**Texte choisi**
.....

Le titre « Fantaisie » peut être compris de deux façons. Soit il désigne une production imaginaire, conformément à son origine latine phantasia, « vision », « imagination », « songe ». Soit il désigne une pièce musicale de forme libre. Le titre annonce donc la formation d’une image mentale et rapproche le poème de la musique.

b. – Le chapitre II de Sylvie

Dans le chapitre II de Sylvie, « Adrienne », le narrateur se rappelle une scène de son passé. Revient alors la même image que dans « Fantaisie » :

Je me représentais un château du temps de Henri IV avec ses toits pointus couverts d'ardoises et sa face rougeâtre aux encoignures dentelées de pierres jaunies, une grande place verte encadrée d'ormes et de tilleuls, dont le soleil couchant perçait le feuillage de ses traits enflammés.

Comme dans le poème, on y chante de vieux airs populaires, transmis de mère en fille, qui font resurgir la voix des aïeules dans celle des jeunes filles et donc le passé dans le présent :

Des jeunes filles dansaient en rond sur la pelouse en chantant de vieux airs transmis par leurs mères, et d'un français si naturellement pur, que l'on se sentait bien exister dans ce vieux pays du Valois, où, pendant plus de mille ans, a battu le cœur de la France.

[...] La mélodie se terminait à chaque stance par ces trilles chevrotants que font valoir si bien les voix jeunes, quand elles imitent par un frisson modulé la voix tremblante des aïeules.

Parmi les jeunes filles du tableau, se détache Adrienne, la fille du château autorisée à sortir à titre exceptionnel, avant d’y retourner et de disparaître à jamais. Cette précision donnée par le narrateur rapproche Adrienne de la « princesse enfermée dans sa tour », un motif traditionnel des chansons folkloriques[1], qu’on retrouve avec la « dame à sa haute fenêtre » de « Fantaisie »[2].

.....

**Objectif de l'exercice**
D'après le texte choisi, de quel mot latin vient le titre « Fantaisie » ? Appuyez-vous uniquement sur le texte choisi, s'il vous plaît.

**Matériel fourni**

.....

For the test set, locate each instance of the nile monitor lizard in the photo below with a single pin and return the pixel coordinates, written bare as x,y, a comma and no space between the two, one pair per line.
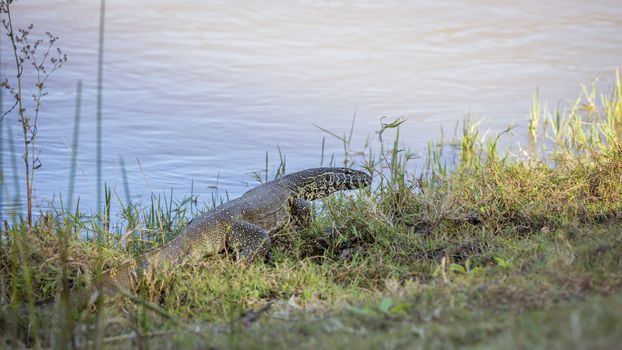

.....

**Corrigé de l'exercice**
Du mot latin phantasia.